▶ **AIM OF THE EXERCISE**
Every line of the listing below needs to be reproduced exactly.

▶ **DATASET CONTENT**
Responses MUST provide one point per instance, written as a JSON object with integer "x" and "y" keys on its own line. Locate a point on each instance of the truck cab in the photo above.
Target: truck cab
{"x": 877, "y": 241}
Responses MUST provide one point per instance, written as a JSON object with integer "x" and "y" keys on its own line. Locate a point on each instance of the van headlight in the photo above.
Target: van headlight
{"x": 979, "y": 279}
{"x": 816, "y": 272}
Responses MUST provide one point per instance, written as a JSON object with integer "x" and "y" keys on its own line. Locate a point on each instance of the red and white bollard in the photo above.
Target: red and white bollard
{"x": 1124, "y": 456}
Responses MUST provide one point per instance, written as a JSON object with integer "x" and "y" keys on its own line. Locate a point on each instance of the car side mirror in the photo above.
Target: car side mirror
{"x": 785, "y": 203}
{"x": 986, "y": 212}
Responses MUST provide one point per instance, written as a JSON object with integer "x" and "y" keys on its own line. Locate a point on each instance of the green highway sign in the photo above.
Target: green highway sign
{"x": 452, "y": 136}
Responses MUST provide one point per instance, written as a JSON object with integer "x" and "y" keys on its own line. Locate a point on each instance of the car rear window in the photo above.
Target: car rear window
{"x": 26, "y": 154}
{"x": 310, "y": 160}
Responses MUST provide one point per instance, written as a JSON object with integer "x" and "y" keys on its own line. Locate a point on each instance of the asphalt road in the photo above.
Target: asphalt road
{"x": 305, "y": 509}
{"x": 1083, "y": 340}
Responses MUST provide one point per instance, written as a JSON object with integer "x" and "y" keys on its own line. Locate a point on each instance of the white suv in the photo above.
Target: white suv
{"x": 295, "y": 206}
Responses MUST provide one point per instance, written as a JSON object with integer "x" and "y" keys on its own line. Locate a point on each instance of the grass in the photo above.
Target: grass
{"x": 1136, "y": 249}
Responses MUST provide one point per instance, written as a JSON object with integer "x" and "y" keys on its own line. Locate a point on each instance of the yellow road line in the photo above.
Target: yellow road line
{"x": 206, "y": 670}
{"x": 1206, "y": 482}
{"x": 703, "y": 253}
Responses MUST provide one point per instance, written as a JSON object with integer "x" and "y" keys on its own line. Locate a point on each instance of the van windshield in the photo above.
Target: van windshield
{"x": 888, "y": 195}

▶ **ANSWER TO THE EXERCISE**
Responses MUST provide one point per instance, written as a JSON object with integer "x" and "y" keys on its own line. Locate a point on each instance of the truck cab in the photo above.
Target: truck cab
{"x": 877, "y": 241}
Responses MUST provide one point per instance, written as a JSON object with integer "x" and "y" keys on its own line. Locate a point on each instance of the van headlight in the photo above.
Target: van headlight
{"x": 979, "y": 279}
{"x": 816, "y": 272}
Responses MUST provide one point per instance, written as a JSON object with integer "x" and "y" keys on its own line. Locate a point on each instance of the red and white bollard in the photo above.
Target: red and white bollard
{"x": 1124, "y": 456}
Responses MUST provide one point per instance, written as a JSON object with integer "x" and "y" keys on its own line. Locate a point on each instance of the car side mirror in the photo above.
Target: car side mirror
{"x": 785, "y": 203}
{"x": 986, "y": 212}
Responses MUST provide one point per instance, written as a JSON object with integer "x" and "y" keys on its own line. Locate a point on each instance of the green highway sign in the photo above.
Target: green highway sign
{"x": 452, "y": 136}
Responses MUST provide one point per instance, written as a JSON object with integer "x" and "y" keys on its own line. Locate a point on each instance of the car rear window in the photo above.
Target: car rear window
{"x": 26, "y": 154}
{"x": 310, "y": 160}
Responses MUST provide one point per instance, written as a JSON object with integer "x" and "y" keys on its own line. Locate a point on each instance of the asphalt road in the photo above.
Target: asphalt road
{"x": 305, "y": 509}
{"x": 1083, "y": 340}
Responses MUST provide one point per instance, written as a JSON object with integer "x" and "y" keys on its own line. Locate a point on each instance of the white suv in the photo above.
Target: white suv
{"x": 295, "y": 206}
Responses MUST provide one point per instance, written as a JSON object with integer "x" and "y" keys on its own line. Locate a point on each instance of the grass in the photo above.
Target: grass
{"x": 1136, "y": 249}
Responses MUST provide one point per instance, written as a JSON object with integer "x" and "y" keys on its own line. Locate a point on each instance of the yellow road line in the photo above.
Target: yellow road line
{"x": 206, "y": 670}
{"x": 1206, "y": 482}
{"x": 703, "y": 253}
Responses MUST provide one point per instance, written as a JSON object with integer "x" and "y" keys on its own line. Locate a point on each instance of the van windshield in the photo above.
Target: van windshield
{"x": 888, "y": 195}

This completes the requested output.